§ Excerpted records:
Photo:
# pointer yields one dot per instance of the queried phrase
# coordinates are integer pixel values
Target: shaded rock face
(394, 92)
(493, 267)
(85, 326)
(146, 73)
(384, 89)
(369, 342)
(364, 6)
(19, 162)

§ Your task: Copy out the records above line for line, changing nothing.

§ Response to the exercise:
Photo:
# pointer yields one dot per instance of the queried phrase
# coordinates are integer pixel values
Target: shaded rock face
(394, 92)
(493, 267)
(85, 326)
(146, 73)
(384, 89)
(369, 342)
(364, 6)
(19, 162)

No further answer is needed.